§ Text shown:

*-*-*

A characteristic example of anisogrid cylindrical and conical shells is the spacecraft adapter for GLONASS satellites orbit launching, different variants of which are still produced in the workshops of Reshetnev JSC. The shells differ in dimensional parameters (diameters and lengths) and bearing capacity, but they are structurally identical, which allows to develop a universal and maximally automated modeling and calculation procedure. This is extremely important for composite elements of rocket-space technology, which have numerous variable parameters. The optimal combination of these parameters is determined in the process of performing a complex numerical experiment.
The composite mesh adapter considered in this paper, designed for the Marathon satellite orbit, differs from the previously used shell structures by the shape of the cross-section, which in the main part is a regular octagon. The previously developed algorithm for modeling an anisogrid structure with a system of spiral and annular ribs formed by unidirectional carbon fiber-reinforced plastic fibers is used. Numerical investigation of stability, stiffness and stress-strain state of the structure is carried out in the environment of an integrated package of finite element programs while varying the main parameters of its mesh structure formation.
Негізгі сөздер
Толық мәтін
Introduction
Composite anisogrid shells of revolution have found wide application in spacecraft engineering in recent years. Therefore, close attention is paid to the study of their behavior [1–12]. The adapter design consists of a cylindrical and a conical part, therefore, a comprehensive study was conducted to investigate the influence of the main design parameters of anisogrid cylindrical and conical shells on their rigidity and load-bearing capacity. In this study, the inertial effect of spacecraft on the adapter design was modeled by a set of various force factors on one of the end frames of the shell [13–15]. In the case of a mesh conical shell [14], which is the lower load-bearing element of the adapter, the forces and moments are concentrated on the small base of the cone. The lower base of the conical shell is attached to the launch vehicle frame. Here, the set of force efforts corresponds to the inertial action from the upper cylindrical part of the adapter, to which the satellites are directly attached. The objective of this study is to demonstrate that, for any combination of end-face force factors, there are optimal design parameter values that minimize the adapter's structural mass. The basic design parameters here are the number of helical ribs and their winding angles, as well as the rib cross-sectional dimensions and the mechanical properties of the composite material. The results of a similar study conducted for an anisogrid cylindrical shell, which is the upper structural part of the adapter, are presented in [13] and [15].
This paper examines the influence of key design parameters on the rigidity, strength, and stability of the Marathon system's anisogrid adapter. The actual inertial impact of each spacecraft on the mesh composite structure is taken into account. The algorithm developed in the authors' previous papers [13–15] on the optimal design of anisogrid cylindrical and conical shells of traditional cross-sections is used in constructing the geometric and finite element models.
Finite element modeling
Generation of a finite element (FE) model of a spatial structure is performed in the pre- and postprocessor environment (GEOSTAR module). Traditionally, it begins with the construction of a geometric model using standard geometric primitives: key points (POINTS), lines (CURVE), plane elements, and general surface elements (SURFACE). When modeling structures with a regular system of similar elements, as in the case of an anisogrid adapter (Fig. 1), there is no need to construct a geometric model of the entire structure. It is sufficient to first generate a geometric model of a typical segment, then construct a finite element mesh (of this segment) based on it, and finally, using copy operations, obtain a FE model of the entire structure.

*-*-*

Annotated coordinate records
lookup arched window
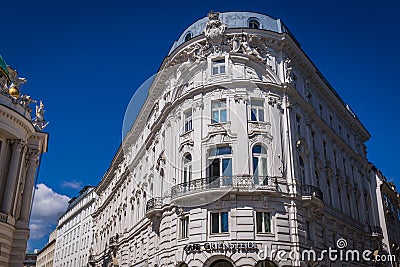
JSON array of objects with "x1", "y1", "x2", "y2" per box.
[
  {"x1": 252, "y1": 145, "x2": 268, "y2": 185},
  {"x1": 338, "y1": 185, "x2": 343, "y2": 212},
  {"x1": 207, "y1": 146, "x2": 232, "y2": 186},
  {"x1": 249, "y1": 18, "x2": 260, "y2": 29},
  {"x1": 315, "y1": 172, "x2": 321, "y2": 188},
  {"x1": 326, "y1": 180, "x2": 332, "y2": 206},
  {"x1": 185, "y1": 32, "x2": 193, "y2": 42},
  {"x1": 299, "y1": 156, "x2": 306, "y2": 185},
  {"x1": 182, "y1": 153, "x2": 192, "y2": 186}
]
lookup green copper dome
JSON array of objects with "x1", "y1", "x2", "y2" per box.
[{"x1": 0, "y1": 55, "x2": 10, "y2": 86}]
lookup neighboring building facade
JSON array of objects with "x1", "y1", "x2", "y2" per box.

*-*-*

§ Exercise instructions:
1 > List the standard geometric primitives that the text on the anisogrid adapter says are used to construct a geometric model.
2 > Write the next part of the text on the anisogrid adapter, continuing after its final sentence.

§ Exercise results:
1 > Key points (POINTS), lines (CURVE), plane elements, and general surface elements (SURFACE).

2 >
Рис. 1. Сетчатый адаптер: изометрия, вид сбоку и вид сверху
Fig. 1. Mesh adapter: isometry, side view and top view
The central part of the adapter is an octahedral prism consisting of identical mesh panels (Fig. 2). The mesh structure of the panel is formed by two families of ribs inclined (at an angle of ±φ) to the generatrix and a family of horizontal ribs. The inclined rib forms a spiral in space. The horizontal rib has the shape of an octahedral closed ring. The horizontal (annular) ribs are located in the adapter's cross-sections, equidistant from the cross-sections where the inclined (spiral) ribs intersect.
The ribbed structure of the panel is characterized by a typical segment (Fig. 2), consisting of sections of inclined and horizontal ribs. The geometric dimensions of this segment are uniquely determined by the following design parameters: the diameter of the circle circumscribed around the octagonal cross-section of the prism (Fig. 1, top view), the number of inclined ribs per panel width, and the angle (φ) of the spiral ribs to the generatrix.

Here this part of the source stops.